- Exercise requirements -
Please render every line of the records below as a Markdown table with the columns "Row" and "Line", numbering each row and leaving out blank lines.

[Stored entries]
---

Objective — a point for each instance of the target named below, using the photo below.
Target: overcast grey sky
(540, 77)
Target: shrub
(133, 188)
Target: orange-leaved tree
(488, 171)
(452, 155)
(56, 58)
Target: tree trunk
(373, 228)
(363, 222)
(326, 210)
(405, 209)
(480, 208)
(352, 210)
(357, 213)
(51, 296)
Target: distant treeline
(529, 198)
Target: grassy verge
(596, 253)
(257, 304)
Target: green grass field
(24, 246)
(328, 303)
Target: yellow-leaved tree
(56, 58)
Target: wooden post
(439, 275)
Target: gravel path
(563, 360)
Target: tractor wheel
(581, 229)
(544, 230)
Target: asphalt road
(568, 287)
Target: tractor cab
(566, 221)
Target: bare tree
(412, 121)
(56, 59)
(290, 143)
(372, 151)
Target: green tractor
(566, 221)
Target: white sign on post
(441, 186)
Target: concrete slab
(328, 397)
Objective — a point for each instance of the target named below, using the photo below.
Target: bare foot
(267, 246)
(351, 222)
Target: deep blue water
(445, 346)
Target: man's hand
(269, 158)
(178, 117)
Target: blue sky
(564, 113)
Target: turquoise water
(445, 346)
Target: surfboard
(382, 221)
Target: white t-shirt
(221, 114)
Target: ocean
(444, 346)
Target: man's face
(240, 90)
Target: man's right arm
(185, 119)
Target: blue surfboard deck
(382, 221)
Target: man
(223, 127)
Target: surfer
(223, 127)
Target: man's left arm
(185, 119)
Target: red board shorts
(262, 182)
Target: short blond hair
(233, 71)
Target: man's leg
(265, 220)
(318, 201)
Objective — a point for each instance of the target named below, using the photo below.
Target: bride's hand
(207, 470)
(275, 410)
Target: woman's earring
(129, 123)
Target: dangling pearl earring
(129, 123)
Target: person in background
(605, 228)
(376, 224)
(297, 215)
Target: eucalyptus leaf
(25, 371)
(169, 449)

---

- Response for this exercise -
| Row | Line |
|---|---|
| 1 | Objective — a point for each instance of the target named below, using the photo below. |
| 2 | Target: overcast grey sky |
| 3 | (540, 77) |
| 4 | Target: shrub |
| 5 | (133, 188) |
| 6 | Target: orange-leaved tree |
| 7 | (488, 171) |
| 8 | (452, 155) |
| 9 | (56, 58) |
| 10 | Target: tree trunk |
| 11 | (373, 228) |
| 12 | (363, 222) |
| 13 | (326, 210) |
| 14 | (405, 209) |
| 15 | (480, 208) |
| 16 | (352, 210) |
| 17 | (357, 213) |
| 18 | (51, 296) |
| 19 | Target: distant treeline |
| 20 | (529, 198) |
| 21 | Target: grassy verge |
| 22 | (596, 253) |
| 23 | (257, 304) |
| 24 | Target: green grass field |
| 25 | (24, 246) |
| 26 | (328, 303) |
| 27 | Target: yellow-leaved tree |
| 28 | (56, 58) |
| 29 | Target: wooden post |
| 30 | (439, 275) |
| 31 | Target: gravel path |
| 32 | (563, 360) |
| 33 | Target: tractor wheel |
| 34 | (581, 229) |
| 35 | (544, 230) |
| 36 | Target: asphalt road |
| 37 | (568, 287) |
| 38 | Target: tractor cab |
| 39 | (566, 221) |
| 40 | Target: bare tree |
| 41 | (412, 121) |
| 42 | (56, 59) |
| 43 | (290, 143) |
| 44 | (372, 151) |
| 45 | Target: green tractor |
| 46 | (566, 221) |
| 47 | Target: white sign on post |
| 48 | (441, 186) |
| 49 | Target: concrete slab |
| 50 | (328, 397) |
| 51 | Objective — a point for each instance of the target named below, using the photo below. |
| 52 | Target: bare foot |
| 53 | (267, 246) |
| 54 | (351, 222) |
| 55 | Target: deep blue water |
| 56 | (445, 346) |
| 57 | Target: man's hand |
| 58 | (269, 158) |
| 59 | (178, 117) |
| 60 | Target: blue sky |
| 61 | (564, 113) |
| 62 | Target: turquoise water |
| 63 | (445, 346) |
| 64 | Target: surfboard |
| 65 | (382, 221) |
| 66 | Target: white t-shirt |
| 67 | (221, 114) |
| 68 | Target: ocean |
| 69 | (444, 346) |
| 70 | Target: man's face |
| 71 | (240, 90) |
| 72 | Target: man's right arm |
| 73 | (185, 119) |
| 74 | Target: blue surfboard deck |
| 75 | (382, 221) |
| 76 | Target: man |
| 77 | (223, 127) |
| 78 | Target: surfer |
| 79 | (223, 127) |
| 80 | Target: man's left arm |
| 81 | (185, 119) |
| 82 | Target: red board shorts |
| 83 | (262, 182) |
| 84 | Target: short blond hair |
| 85 | (233, 71) |
| 86 | Target: man's leg |
| 87 | (265, 220) |
| 88 | (318, 201) |
| 89 | Objective — a point for each instance of the target named below, using the photo below. |
| 90 | Target: bride's hand |
| 91 | (207, 470) |
| 92 | (275, 410) |
| 93 | Target: woman's earring |
| 94 | (129, 123) |
| 95 | Target: dangling pearl earring |
| 96 | (129, 123) |
| 97 | Target: person in background |
| 98 | (605, 228) |
| 99 | (376, 224) |
| 100 | (297, 215) |
| 101 | Target: eucalyptus leaf |
| 102 | (25, 371) |
| 103 | (169, 449) |